======== SOURCE MATERIAL

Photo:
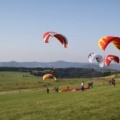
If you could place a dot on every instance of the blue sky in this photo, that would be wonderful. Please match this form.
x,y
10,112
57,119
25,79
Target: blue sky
x,y
83,22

================

• YOUR ASSIGNMENT: Would you give the data above again word for word, skipping any images?

• ANSWER FOR THIS EXERCISE:
Photo:
If you could place a dot on every instance of the blue sky in this photo, that would be wonderful. Please match this form.
x,y
10,112
57,119
25,79
Target: blue sky
x,y
83,22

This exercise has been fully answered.